_Text extract_
--*--
Stabat Mater, FP 148, is a musical setting of the Stabat Mater sequence composed by Francis Poulenc in 1950.

Background
Poulenc wrote the piece in response to the death of his friend, artist Christian Bérard; he considered writing a Requiem for Bérard, but, after returning to the shrine of the Black Virgin of Rocamadour, he selected the medieval Stabat Mater text.  Poulenc's setting, scored for soprano solo, mixed chorus, and orchestra, premiered on the 13th of June 1951 at the Strasbourg Festival. It was well received throughout Europe and in the United States where it won the New York Critic's Circle Award for Best Choral Work of the year.

Structure 
The Stabat Mater is divided into twelve movements, which vary dramatically in character from somber to light and frivolous, even on the most serious of texts. All the movements, though, are relatively brief; Robert Shaw's Telarc recording runs just under 30 minutes, with the longest movement taking just over four minutes.
--*--
_Stored data_
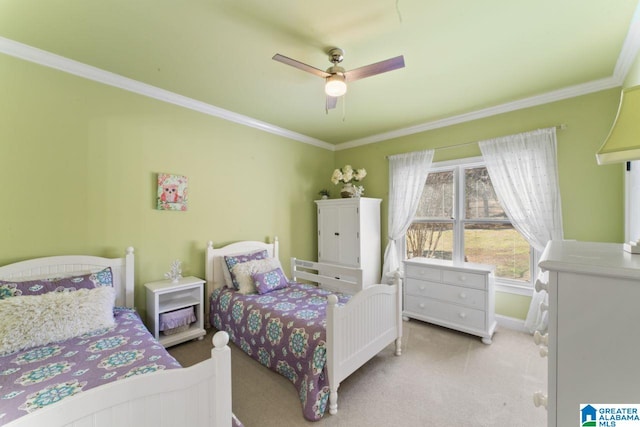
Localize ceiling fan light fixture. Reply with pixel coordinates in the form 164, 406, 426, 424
324, 74, 347, 98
--*--
_To-do list_
1) Based on the text on Poulenc's Stabat Mater, decide whether each statement agrees with it. Answer yes or no for each and quote the words of the text that decide it. (a) Poulenc composed the piece in 1950. (b) Poulenc wrote a Requiem for Bérard. (c) The work is divided into ten movements.
2) List every performing force that the text on Poulenc's Stabat Mater says the setting is scored for.
3) According to the text on Poulenc's Stabat Mater, on what date and at what event did the piece premiere?

_Results of the tasks_
1)
(a) Yes: "composed by Francis Poulenc in 1950"
(b) No: "he considered writing a Requiem for Bérard, but, after returning to the shrine of the Black Virgin of Rocamadour, he selected the medieval Stabat Mater text"
(c) No: "The Stabat Mater is divided into twelve movements"

2) soprano solo, mixed chorus, orchestra

3) It premiered on the 13th of June 1951 at the Strasbourg Festival.